The request: Put every line of the records below into a JSON list of strings, one string per line, and leave out any blank lines.

----

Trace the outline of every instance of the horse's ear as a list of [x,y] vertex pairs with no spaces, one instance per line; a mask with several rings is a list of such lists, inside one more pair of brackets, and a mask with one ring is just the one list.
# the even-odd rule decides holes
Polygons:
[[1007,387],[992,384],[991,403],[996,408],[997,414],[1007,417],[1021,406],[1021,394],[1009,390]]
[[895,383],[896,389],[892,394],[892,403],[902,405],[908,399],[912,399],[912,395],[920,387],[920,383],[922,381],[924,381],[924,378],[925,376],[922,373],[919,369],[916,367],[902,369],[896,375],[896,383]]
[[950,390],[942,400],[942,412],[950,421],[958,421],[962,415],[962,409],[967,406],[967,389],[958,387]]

----

Problem solution:
[
  "Trace the outline of every instance of the horse's ear as a list of [x,y] vertex pairs with no spaces, one instance per line; a mask with several rings is a list of such lists, inside one more pair of brackets, and a mask with one ring is just the one list.",
  "# the even-odd rule decides holes",
  "Polygons:",
  "[[1007,387],[992,384],[991,403],[996,408],[997,414],[1007,417],[1021,406],[1021,394],[1009,390]]",
  "[[895,383],[896,389],[892,394],[892,403],[902,405],[908,399],[912,399],[912,395],[920,387],[920,383],[922,381],[924,381],[924,378],[925,376],[922,373],[919,369],[916,367],[902,369],[896,375],[896,383]]",
  "[[950,390],[942,400],[942,412],[950,421],[958,421],[962,415],[962,409],[967,406],[967,389],[958,387]]"
]